» DIRECTIVE 1:
Please transcribe the stretch of the Handies Peak trip report from "What follows, then, is" through "Handies Peak (14,048′)".

With a pending move to Barcelona this year, I thought I might get motivated and finish the basic list of 58 14ers this year but, alas, ’twas not to be. Rock climbing seemed to be the outdoor priority for me this year. So, I guess I’ll be back from Spain for a month or two next year with the remaining 14ers in my sights! Who wants to join me?
This particular trip up Handies Peak (and the one to follow, up Uncompahgre) was special in that I was able to team up with a very close friend from way, way, waaay back in junior high and high school days–Rik Fritz. In fact, he called me up and got me going back to the big mountains on this trip instead of the local rock climbing crag.
Rik is an amazing guy and really needs to write a book about his exploits with rattlesnakes, on Yosemite big walls, on long, high altitude, cross country flights in his hang glider, and on his seriously salty sailing adventures. He is definitely a man who has lived life to the fullest–and continues to do so. (See my near-death blog post from June 27, 2017, “The Fall” to catch a bit of what I mean.)
It was great to catch up with him and talk about all that “Back In The Day” stuff! Ahhh…the stories…the stories…and all included at least 10% truth!
Our initial goal for the 3-4 days we had available was to haul our fannies up Sneffels, Uncompahgre, and Wetterhorn, starting with the Class 3 scrambling route on this last one, “Weather Peak”. Handies wasn’t even on the list. But, ah, the best laid plans…In mid-to-late September in the Colorado Rockies, weather can be tricky and fickle pickle, as we quickly discovered.
A pounding, hours-long, cold rainstorm the night before–as we camped at the Wetterhorn/Matterhorn Trailhead–made us rethink things. There would surely be snow above and, sure enough, morning revealed a heavy coating on the high peaks tapering off finally at about treeline. Hmmm…best not to do exposed Class 3 scrambling on icy and snowy rock without the proper gear and attitude, we both said. So, instead of Wetterhorn, off to Handies we bounced in our 4×4 pickups–Handies would be a much easier peak, even with a wet, white blanket o’ schnee.
What follows, then, is what eventually transpired, to the best of my sometimes-faulty recollection, along with my usual merry montage of inspiring images…
Trip Report: Handies Peak (14,048′)
Route:
We chose the East Slopes Route, Class 2, at 8 miles round trip and about 3650′ of altitude gain. This trail starts at the Silver Creek/Grizzly Gulch Trailhead, which is right across the “street” from the trailhead for Sunshine and Redcloud Peaks. Camp here for a couple of days, and you can collect three 14ers without moving your car–there is even a pit toilet!

» DATA PROVIDED:
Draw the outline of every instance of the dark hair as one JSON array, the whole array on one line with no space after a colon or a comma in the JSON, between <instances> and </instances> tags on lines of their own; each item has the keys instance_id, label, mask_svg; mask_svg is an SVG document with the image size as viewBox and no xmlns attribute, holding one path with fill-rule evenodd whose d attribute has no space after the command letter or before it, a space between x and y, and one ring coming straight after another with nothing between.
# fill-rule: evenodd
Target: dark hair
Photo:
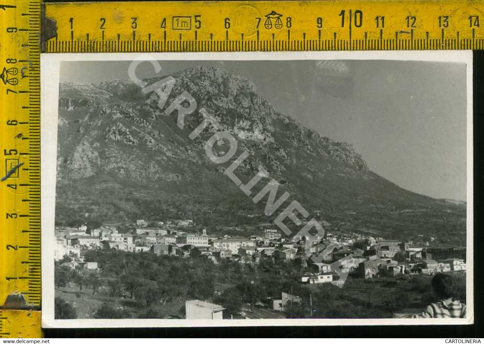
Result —
<instances>
[{"instance_id":1,"label":"dark hair","mask_svg":"<svg viewBox=\"0 0 484 344\"><path fill-rule=\"evenodd\" d=\"M455 282L452 276L438 273L432 279L432 287L441 299L453 298L455 294Z\"/></svg>"}]
</instances>

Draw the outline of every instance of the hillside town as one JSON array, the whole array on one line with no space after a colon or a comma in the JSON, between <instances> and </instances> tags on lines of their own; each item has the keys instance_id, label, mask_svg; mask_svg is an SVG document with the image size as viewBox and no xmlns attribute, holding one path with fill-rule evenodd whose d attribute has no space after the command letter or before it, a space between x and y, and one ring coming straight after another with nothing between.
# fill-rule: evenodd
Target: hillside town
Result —
<instances>
[{"instance_id":1,"label":"hillside town","mask_svg":"<svg viewBox=\"0 0 484 344\"><path fill-rule=\"evenodd\" d=\"M331 228L331 224L325 222ZM402 275L462 271L466 269L465 249L434 247L424 236L406 241L374 238L352 233L342 234L330 230L324 238L312 243L312 254L319 255L328 245L334 248L316 263L305 252L305 243L297 237L289 240L277 229L265 228L260 235L250 237L214 236L206 229L194 232L191 220L169 220L166 223L144 219L130 224L128 233L108 225L89 230L78 227L58 227L55 230L54 258L66 256L72 259L63 263L72 269L80 266L98 269L95 262L85 262L84 253L93 250L117 250L149 252L158 256L172 255L211 260L218 264L226 259L243 265L261 260L274 262L297 260L304 274L302 283L340 284L339 276L331 264L341 262L341 271L354 278L371 279ZM430 238L431 241L433 238ZM345 257L347 259L344 259Z\"/></svg>"}]
</instances>

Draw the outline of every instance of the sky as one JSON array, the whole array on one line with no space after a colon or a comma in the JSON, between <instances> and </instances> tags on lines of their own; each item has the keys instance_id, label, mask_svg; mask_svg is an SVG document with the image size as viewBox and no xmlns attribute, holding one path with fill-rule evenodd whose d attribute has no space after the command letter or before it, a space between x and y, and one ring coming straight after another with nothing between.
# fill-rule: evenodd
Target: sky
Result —
<instances>
[{"instance_id":1,"label":"sky","mask_svg":"<svg viewBox=\"0 0 484 344\"><path fill-rule=\"evenodd\" d=\"M217 66L246 77L278 111L352 144L372 171L407 190L466 199L464 63L390 60L163 61L160 75ZM128 78L129 61L63 62L60 81ZM155 76L149 63L136 70Z\"/></svg>"}]
</instances>

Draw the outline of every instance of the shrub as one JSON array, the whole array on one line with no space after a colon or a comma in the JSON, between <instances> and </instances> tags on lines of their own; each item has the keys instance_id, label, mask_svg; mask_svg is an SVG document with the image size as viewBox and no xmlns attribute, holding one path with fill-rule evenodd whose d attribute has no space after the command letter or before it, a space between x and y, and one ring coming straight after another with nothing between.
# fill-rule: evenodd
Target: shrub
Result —
<instances>
[{"instance_id":1,"label":"shrub","mask_svg":"<svg viewBox=\"0 0 484 344\"><path fill-rule=\"evenodd\" d=\"M76 319L77 314L72 305L63 299L57 297L54 301L54 317L56 319Z\"/></svg>"}]
</instances>

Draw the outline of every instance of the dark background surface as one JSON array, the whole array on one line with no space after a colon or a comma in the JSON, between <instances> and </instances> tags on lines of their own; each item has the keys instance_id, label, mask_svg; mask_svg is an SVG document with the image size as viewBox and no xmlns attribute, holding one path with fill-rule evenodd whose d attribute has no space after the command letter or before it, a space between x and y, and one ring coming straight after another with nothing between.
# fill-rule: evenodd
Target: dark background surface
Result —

» DIRECTIVE 2:
In the stretch of the records from the line containing "Draw the outline of every instance of the shrub" through the end of the records, swap "Target" for "Object" and leave everything else unchanged. Return only that stretch.

» FINAL RESULT 1:
What follows, then, is what eventually transpired, to the best of my sometimes-faulty recollection, along with my usual merry montage of inspiring images…
Trip Report: Handies Peak (14,048′)

» FINAL RESULT 2:
Draw the outline of every instance of the shrub as one JSON array, the whole array on one line with no space after a colon or a comma in the JSON, between <instances> and </instances> tags on lines of their own; each item has the keys instance_id, label, mask_svg; mask_svg is an SVG document with the image size as viewBox and no xmlns attribute, holding one path with fill-rule evenodd whose d attribute has no space after the command letter or before it, a space between x and y, and one ring coming straight after another with nothing between.
# fill-rule: evenodd
Object: shrub
Result —
<instances>
[{"instance_id":1,"label":"shrub","mask_svg":"<svg viewBox=\"0 0 484 344\"><path fill-rule=\"evenodd\" d=\"M76 319L77 314L72 305L63 299L57 297L54 301L54 317L56 319Z\"/></svg>"}]
</instances>

Draw the outline of every instance of the dark background surface as one JSON array, the whole array on one line with no space after a colon or a comma in the JSON, between <instances> and </instances> tags on lines of their own; each item has the keys instance_id, label, mask_svg; mask_svg is an SVG document with the image size as viewBox and no xmlns attribute, holding one path with fill-rule evenodd whose d attribute has no space after the command letter or before it, a space between x and y, and one ring coming straight after another with nothing between.
# fill-rule: evenodd
Object: dark background surface
Result —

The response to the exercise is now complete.